As you requested some guidance/help, I won't go into details (I may do it later if you would like to). Your idea is good, let's suppose there exists an $i$ such that $w_i' < w_i$. Let the edge corresponding to $w_i'$ be $e_i'$. By examining the addition of $e_i'$ to $T$ and the cycle it creates is not enough to get a contradiction, because it can happen that $e_i'$ has the largest weight in that cycle.
Instead, we can use the simple claim stating that every MST of a graph can be the output of Kruskal's algorithm. Now let $i$ be the smallest of such indices, i.e. it is true that $w_j \leq w_j'$ for all $j < i$ and $w_i > w_i'$. The question you should try to investigate is after putting $i-1$ edges to $T$, how can it happen that Kruskal's algorithm puts $e_i$ to $T$ (where $e_i$ is the edge corresponging to $w_i$)? Using the fact that each of $T$ and $T'$ is a tree you can have a contradiction.
Edit 1: More details
Let the subgraph of $T$ spanned by $e_1,...,e_{i-1}$ be denoted by $U$, and let the subgraph of $T'$ spanned by $e_{1}',...,e_{i}'$ be denoted by $U'$. As $T$ and $T'$ are trees, $U$ and $U'$ are forests (not necessarily connected). Let the number of components of $U$ be denoted by $c$, while the number of components of $U'$ is $c'$.
First note that because the edges are sorted by their weights, $w_{j}' \leq w_{i}' < w_i$ for all $j \leq i$. If Kruskal's algorithm puts $e_i$ to $T$, that means that $U \cup e_{j}'$ must contain a cycle, for all $j \leq i$. This can happen only if all $e_{j}'$ edges are inside the components of $U$ (they cannot be between components because that would not create a cycle in $U$). Hence, $c' \geq c$, and the number of nodes in $U$ must equal to the number of nodes in $U'$ (denoted by $n$).
As $U$ has $i-1 = n - c$ edges, while $U'$ has $i = n - c'$ edges, this leads to $i-1 = n - c \geq n - c' = i$, and we have our contradiction (we used the fact that a forest containing $n$ nodes and $c$ components has exactly $n-c$ edges).

•••

■ **EXERCISE DIRECTIONS**
Copy out the part of the minimum spanning tree argument that begins with the words containing "Instead, we can" and ends with "have a contradiction.".

■ **PROVIDED DATA**
•••

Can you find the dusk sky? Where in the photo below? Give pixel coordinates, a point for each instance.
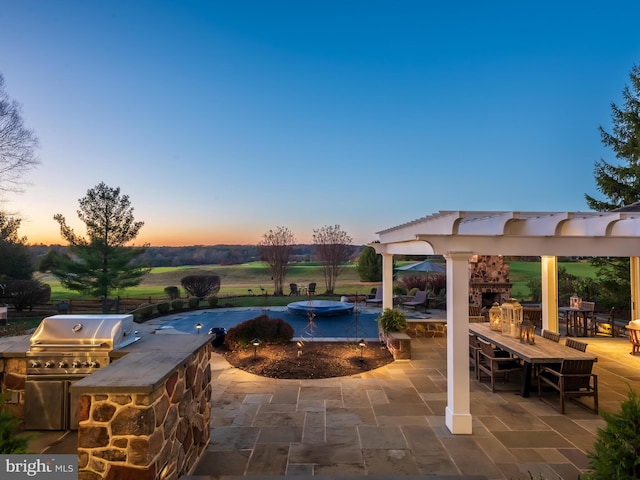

•••

■ **OUTPUT FOR THIS TASK**
Instead, we can use the simple claim stating that every MST of a graph can be the output of Kruskal's algorithm. Now let $i$ be the smallest of such indices, i.e. it is true that $w_j \leq w_j'$ for all $j < i$ and $w_i > w_i'$. The question you should try to investigate is after putting $i-1$ edges to $T$, how can it happen that Kruskal's algorithm puts $e_i$ to $T$ (where $e_i$ is the edge corresponging to $w_i$)? Using the fact that each of $T$ and $T'$ is a tree you can have a contradiction.